Required action = Your task is to reproduce the listing exactly, without its images.

Dataset entries =
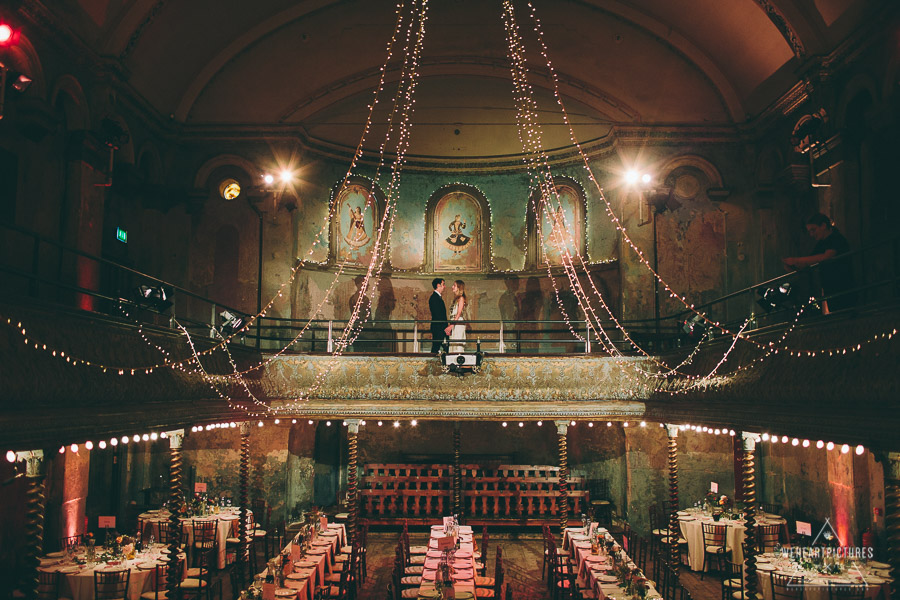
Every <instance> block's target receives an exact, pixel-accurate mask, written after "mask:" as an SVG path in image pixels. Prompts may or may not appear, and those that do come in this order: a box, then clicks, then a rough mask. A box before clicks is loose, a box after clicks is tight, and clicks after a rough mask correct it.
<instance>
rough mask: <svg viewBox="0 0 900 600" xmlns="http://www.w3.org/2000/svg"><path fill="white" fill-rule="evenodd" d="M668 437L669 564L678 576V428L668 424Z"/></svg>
mask: <svg viewBox="0 0 900 600" xmlns="http://www.w3.org/2000/svg"><path fill="white" fill-rule="evenodd" d="M666 435H667V437H668V440H669V552H670V556H671V560H670V561H669V564H671V565H672V569H674V570H675V573H676V574H677V573H678V568H679V566H680V563H681V550H680V548H679V546H678V539H679V538H680V537H681V528H680V527H679V525H678V426H677V425H668V424H667V425H666Z"/></svg>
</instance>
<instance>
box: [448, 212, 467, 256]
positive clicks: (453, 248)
mask: <svg viewBox="0 0 900 600" xmlns="http://www.w3.org/2000/svg"><path fill="white" fill-rule="evenodd" d="M459 217H460V215H456V216H455V217H454V218H453V221H452V222H451V223H450V225H449V226H448V229H449V230H450V237H448V238H447V239H446V240H445V241H446V242H447V247H448V248H450V249H451V250H453V252H455V253H456V254H459V253H460V252H462V251H463V250H465V249H466V247H467V246H468V245H469V242H471V241H472V238H470V237H469V236H467V235H466V234H465V233H463V229H465V228H466V222H465V221H464V220H462V219H460V218H459Z"/></svg>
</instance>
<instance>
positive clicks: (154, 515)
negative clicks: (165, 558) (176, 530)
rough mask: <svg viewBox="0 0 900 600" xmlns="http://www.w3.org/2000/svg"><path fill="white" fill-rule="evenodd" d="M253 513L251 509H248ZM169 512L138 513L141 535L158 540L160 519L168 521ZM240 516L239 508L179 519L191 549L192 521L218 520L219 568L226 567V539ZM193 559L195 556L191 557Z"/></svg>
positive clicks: (191, 540)
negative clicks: (225, 542)
mask: <svg viewBox="0 0 900 600" xmlns="http://www.w3.org/2000/svg"><path fill="white" fill-rule="evenodd" d="M247 512H248V513H250V514H252V512H251V511H247ZM168 515H169V513H168V512H167V511H159V512H149V513H143V514H141V515H138V519H139V520H140V522H141V527H142V528H143V529H142V531H141V535H142V536H143V539H144V540H149V539H150V537H149V536H150V535H153V536H154V537H155V538H156V539H157V540H158V539H159V522H160V521H168V520H169V516H168ZM238 518H239V516H238V512H237V509H236V508H235V509H226V510H224V511H222V512H219V513H216V514H212V515H207V516H205V517H193V518H190V519H188V518H184V519H179V520H180V521H181V527H182V529H183V530H184V531H185V532H186V533H187V537H188V547H189V549H193V546H194V527H193V525H192V523H193V522H194V521H211V520H212V519H215V520H216V521H217V527H216V566H217V567H218V568H219V569H224V568H225V549H226V547H227V544H226V543H225V540H226V539H227V538H229V537H231V527H232V524H233V522H234V521H237V520H238ZM191 560H193V557H191Z"/></svg>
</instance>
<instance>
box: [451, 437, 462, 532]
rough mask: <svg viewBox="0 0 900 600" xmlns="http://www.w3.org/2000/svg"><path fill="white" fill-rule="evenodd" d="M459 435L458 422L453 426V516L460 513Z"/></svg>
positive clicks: (460, 491) (459, 442)
mask: <svg viewBox="0 0 900 600" xmlns="http://www.w3.org/2000/svg"><path fill="white" fill-rule="evenodd" d="M460 441H461V435H460V432H459V421H456V422H455V423H454V424H453V514H454V515H459V514H461V513H462V510H461V509H462V472H461V471H460V470H459V468H460V467H459V446H460Z"/></svg>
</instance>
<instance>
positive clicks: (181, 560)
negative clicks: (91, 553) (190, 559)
mask: <svg viewBox="0 0 900 600" xmlns="http://www.w3.org/2000/svg"><path fill="white" fill-rule="evenodd" d="M85 551H86V549H85V548H84V547H83V546H81V547H78V548H77V549H76V550H75V552H74V553H72V554H71V555H67V554H66V553H65V552H54V553H52V554H48V555H47V556H45V557H43V558H41V559H40V560H41V564H40V566H39V567H38V570H40V571H44V572H47V573H53V572H56V573H59V574H60V575H61V581H60V596H61V597H66V598H71V599H72V600H93V599H94V573H95V572H96V571H121V570H123V569H128V570H129V571H131V574H130V575H129V581H128V600H140V597H141V594H142V593H144V592H149V591H152V590H153V589H154V586H155V583H156V582H155V574H156V565H157V564H160V563H165V562H166V561H168V548H166V547H164V546H163V545H162V544H154V545H153V546H151V547H148V548H147V549H145V550H144V551H141V552H137V553H136V554H135V557H134V558H133V559H126V560H121V561H118V560H116V561H110V562H97V563H93V564H87V563H86V562H85V555H86V554H85ZM102 553H103V548H102V547H97V548H96V554H97V556H100V555H101V554H102ZM185 558H186V557H185V555H184V553H181V554H179V560H180V564H181V565H182V574H181V576H182V577H184V569H183V566H184V560H185Z"/></svg>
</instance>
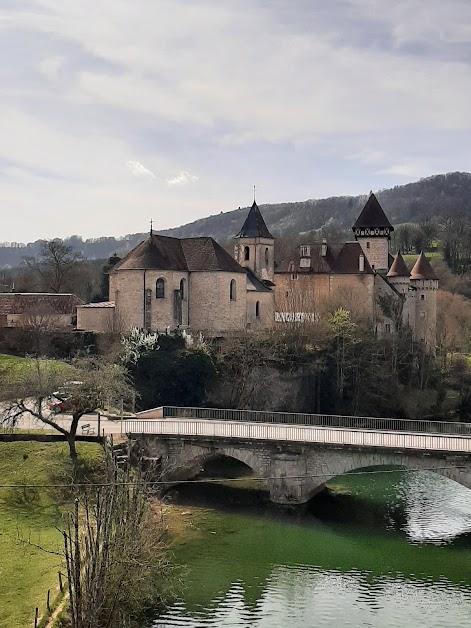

Solution for this task =
Every <instance> block's target receives an exact, pixel-accurate mask, written after "mask:" as an SVG path in image pixels. Prompts may or may not appear, and those that do come in this order: a box, then clicks, then a rough mask. A box before clicks is loose, a box after clicks is tight, and clicks after a rough mask correct it.
<instance>
rough mask: <svg viewBox="0 0 900 600" xmlns="http://www.w3.org/2000/svg"><path fill="white" fill-rule="evenodd" d="M668 437L669 564L678 576V428L668 424Z"/></svg>
mask: <svg viewBox="0 0 900 600" xmlns="http://www.w3.org/2000/svg"><path fill="white" fill-rule="evenodd" d="M666 435H667V437H668V440H669V552H670V556H671V560H670V561H669V564H671V565H672V569H674V570H675V573H676V574H677V573H678V568H679V566H680V563H681V550H680V548H679V546H678V539H679V538H680V537H681V528H680V527H679V525H678V426H677V425H668V424H667V425H666Z"/></svg>
</instance>
<instance>
box: [448, 212, 467, 256]
positive clicks: (453, 248)
mask: <svg viewBox="0 0 900 600" xmlns="http://www.w3.org/2000/svg"><path fill="white" fill-rule="evenodd" d="M459 217H460V215H456V216H455V217H454V218H453V221H452V222H451V223H450V225H449V226H448V229H449V230H450V237H448V238H447V239H446V240H445V241H446V242H447V247H448V248H450V249H451V250H453V252H455V253H456V254H459V253H460V252H462V251H463V250H465V249H466V247H467V246H468V245H469V242H471V241H472V238H470V237H469V236H467V235H466V234H465V233H463V229H465V228H466V222H465V221H464V220H462V219H460V218H459Z"/></svg>
</instance>
<instance>
positive clicks: (154, 515)
negative clicks: (165, 558) (176, 530)
rough mask: <svg viewBox="0 0 900 600" xmlns="http://www.w3.org/2000/svg"><path fill="white" fill-rule="evenodd" d="M253 513L251 509H248ZM169 512L138 513L141 535L158 540L160 519L168 521ZM240 516L239 508L179 519L191 549L192 521L218 520L219 568L226 567V539ZM193 559L195 556L191 557Z"/></svg>
positive clicks: (191, 540)
negative clicks: (225, 542)
mask: <svg viewBox="0 0 900 600" xmlns="http://www.w3.org/2000/svg"><path fill="white" fill-rule="evenodd" d="M247 512H248V513H250V514H252V512H251V511H247ZM168 515H169V513H168V512H167V511H159V512H149V513H143V514H141V515H138V519H139V520H140V522H141V527H142V528H143V529H142V531H141V535H142V536H143V539H144V540H149V539H150V537H149V536H150V535H153V536H154V537H155V538H156V539H157V540H158V539H159V522H160V521H168V520H169V516H168ZM238 518H239V516H238V512H237V509H236V508H235V509H226V510H224V511H222V512H219V513H216V514H212V515H207V516H205V517H193V518H190V519H188V518H184V519H179V520H180V521H181V527H182V529H183V530H184V531H185V532H186V533H187V537H188V547H189V549H193V546H194V527H193V525H192V523H193V522H194V521H211V520H212V519H215V520H216V521H217V527H216V566H217V567H218V568H219V569H224V568H225V549H226V547H227V544H226V543H225V540H226V539H227V538H229V537H231V527H232V524H233V522H234V521H237V520H238ZM191 560H193V557H191Z"/></svg>
</instance>
<instance>
box: [451, 437, 462, 532]
rough mask: <svg viewBox="0 0 900 600" xmlns="http://www.w3.org/2000/svg"><path fill="white" fill-rule="evenodd" d="M459 435L458 422L453 426V516L460 513Z"/></svg>
positive clicks: (460, 491) (459, 442)
mask: <svg viewBox="0 0 900 600" xmlns="http://www.w3.org/2000/svg"><path fill="white" fill-rule="evenodd" d="M460 441H461V435H460V432H459V421H456V422H455V423H454V424H453V514H454V515H459V514H461V513H462V510H461V509H462V472H461V471H460V470H459V468H460V467H459V446H460Z"/></svg>
</instance>
<instance>
positive clicks: (181, 560)
negative clicks: (91, 553) (190, 559)
mask: <svg viewBox="0 0 900 600" xmlns="http://www.w3.org/2000/svg"><path fill="white" fill-rule="evenodd" d="M85 551H86V549H85V548H84V547H83V546H81V547H78V548H77V549H76V550H75V552H74V553H72V554H71V555H67V554H66V553H65V552H54V553H52V554H48V555H47V556H45V557H43V558H41V559H40V560H41V564H40V566H39V567H38V570H40V571H44V572H47V573H53V572H56V573H59V574H60V575H61V581H60V596H61V597H66V598H71V599H72V600H93V599H94V573H95V572H96V571H121V570H123V569H128V570H129V571H131V574H130V575H129V581H128V600H140V597H141V594H142V593H144V592H149V591H152V590H153V589H154V586H155V583H156V582H155V574H156V565H157V564H160V563H165V562H166V561H168V548H166V547H164V546H163V545H162V544H154V545H153V546H151V547H148V548H147V549H145V550H144V551H141V552H137V553H136V554H135V557H134V558H133V559H126V560H121V561H118V560H116V561H110V562H97V563H93V564H87V563H86V562H85V555H86V554H85ZM102 553H103V548H102V547H97V548H96V554H97V556H100V555H101V554H102ZM185 558H186V557H185V555H184V553H181V554H179V560H180V564H181V565H182V574H181V576H182V577H184V569H183V566H184V560H185Z"/></svg>
</instance>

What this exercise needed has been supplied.